→ Task brief
Locate each line in the listing below that contains the string "tall", and copy those lines.
-------
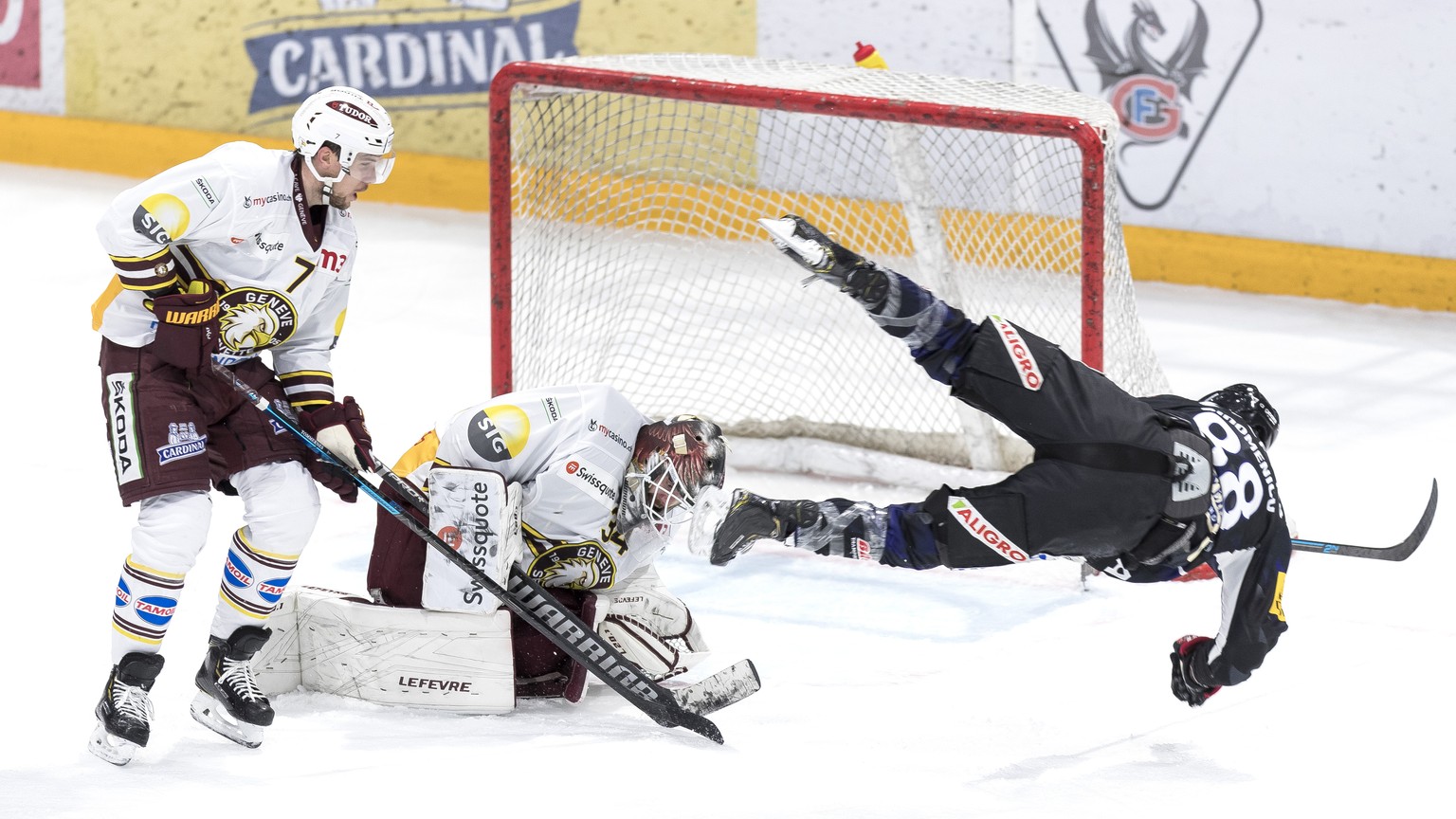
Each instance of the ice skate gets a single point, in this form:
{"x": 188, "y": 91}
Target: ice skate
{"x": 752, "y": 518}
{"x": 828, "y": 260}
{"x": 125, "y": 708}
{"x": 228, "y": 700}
-------
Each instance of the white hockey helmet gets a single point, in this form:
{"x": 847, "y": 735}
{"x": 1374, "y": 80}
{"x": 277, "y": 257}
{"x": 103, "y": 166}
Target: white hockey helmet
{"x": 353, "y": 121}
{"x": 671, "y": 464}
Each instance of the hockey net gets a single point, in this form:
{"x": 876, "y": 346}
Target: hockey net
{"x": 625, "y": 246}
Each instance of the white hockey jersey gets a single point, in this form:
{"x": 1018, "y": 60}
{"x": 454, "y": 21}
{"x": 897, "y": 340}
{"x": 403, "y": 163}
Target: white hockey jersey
-------
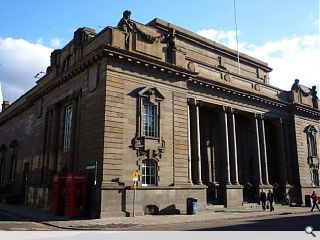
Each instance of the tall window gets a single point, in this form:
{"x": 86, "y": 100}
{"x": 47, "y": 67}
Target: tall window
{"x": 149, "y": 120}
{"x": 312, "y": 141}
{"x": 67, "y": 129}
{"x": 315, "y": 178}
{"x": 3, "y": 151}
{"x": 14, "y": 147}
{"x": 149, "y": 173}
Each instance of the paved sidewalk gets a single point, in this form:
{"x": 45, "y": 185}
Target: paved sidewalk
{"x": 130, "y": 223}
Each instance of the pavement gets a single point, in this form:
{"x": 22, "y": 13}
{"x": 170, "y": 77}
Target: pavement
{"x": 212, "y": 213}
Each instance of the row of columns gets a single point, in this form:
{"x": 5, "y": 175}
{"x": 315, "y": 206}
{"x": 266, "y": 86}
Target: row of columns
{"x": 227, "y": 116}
-------
→ Exercise response
Each instance of the tall window gets a single point, in this form:
Target: tall window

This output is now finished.